#### TRECHO PARA LEITURA
Dentre as alterações trazidas pela nova lei, menciona-se o direito à indenização em dobro ao valor do dano sofrido, sem prejuízo da aplicação das sanções administrativas que possam ser impostas pela autoridade antitruste brasileira, o Conselho Administrativo de Defesa Econômica (“CADE”), ou até mesmo de sanções penais, na hipótese de existir investigação criminal pela prática de cartel. Com o objetivo de manter os incentivos ao programa de leniência e aos acordos atualmente em vigor, a nova lei manteve o dever de ressarcimento ao valor do dano causado apenas, não se aplicando a indenização em dobro aos signatários de acordos com o CADE. A esses beneficiários, tampouco se aplica a responsabilidade solidária, prevista no artigo 942 do Código Civil, como regra geral em caso de coautoria.

Outra inovação trazida pela Lei nº 14.470 diz respeito à prova do repasse aos consumidores de qualquer sobrepreço existente como resultado de um acordo ilícito entre concorrentes. Antes da vigência da nova lei, o repasse aos consumidores do sobrepreço resultante da prática de cartel era presumida e não havia dispositivo legal que tratasse do tema. Portanto, as ações indenizatórias existentes baseavam-se na presunção, cabendo às partes de uma ação de indenização discutir o montante do dano alegado e não havia qualquer dispositivo legal que tratasse do ônus da prova. A nova lei prevê que essa presunção de sobrepreço deixa de existir e que deverá ser comprovada pela parte que o alegar em sua defesa. A Lei dispõe, ainda, que a decisão tomada pelo Plenário do CADE pode justificar a concessão de tutela de urgência.

#### DADOS FORNECIDOS
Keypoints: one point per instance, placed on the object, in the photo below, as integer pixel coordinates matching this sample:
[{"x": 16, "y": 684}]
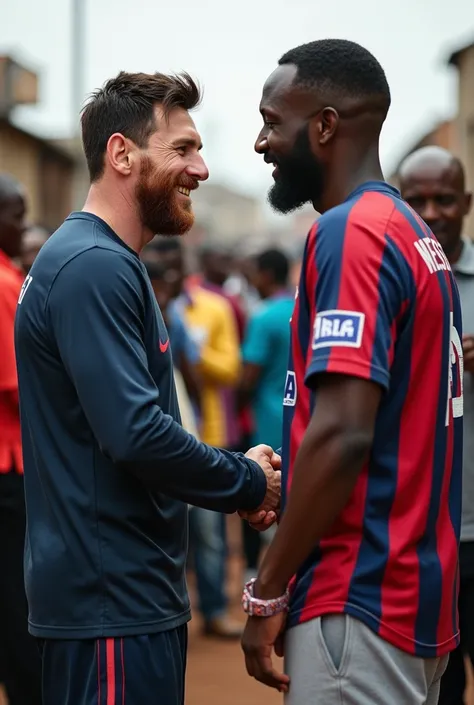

#### O QUE SE PEDE
Transcreva do texto sobre a Lei nº 14.470 a parte que começa em "Outra inovação trazida" e segue até "tutela de urgência.".

#### SOLUÇÃO
Outra inovação trazida pela Lei nº 14.470 diz respeito à prova do repasse aos consumidores de qualquer sobrepreço existente como resultado de um acordo ilícito entre concorrentes. Antes da vigência da nova lei, o repasse aos consumidores do sobrepreço resultante da prática de cartel era presumida e não havia dispositivo legal que tratasse do tema. Portanto, as ações indenizatórias existentes baseavam-se na presunção, cabendo às partes de uma ação de indenização discutir o montante do dano alegado e não havia qualquer dispositivo legal que tratasse do ônus da prova. A nova lei prevê que essa presunção de sobrepreço deixa de existir e que deverá ser comprovada pela parte que o alegar em sua defesa. A Lei dispõe, ainda, que a decisão tomada pelo Plenário do CADE pode justificar a concessão de tutela de urgência.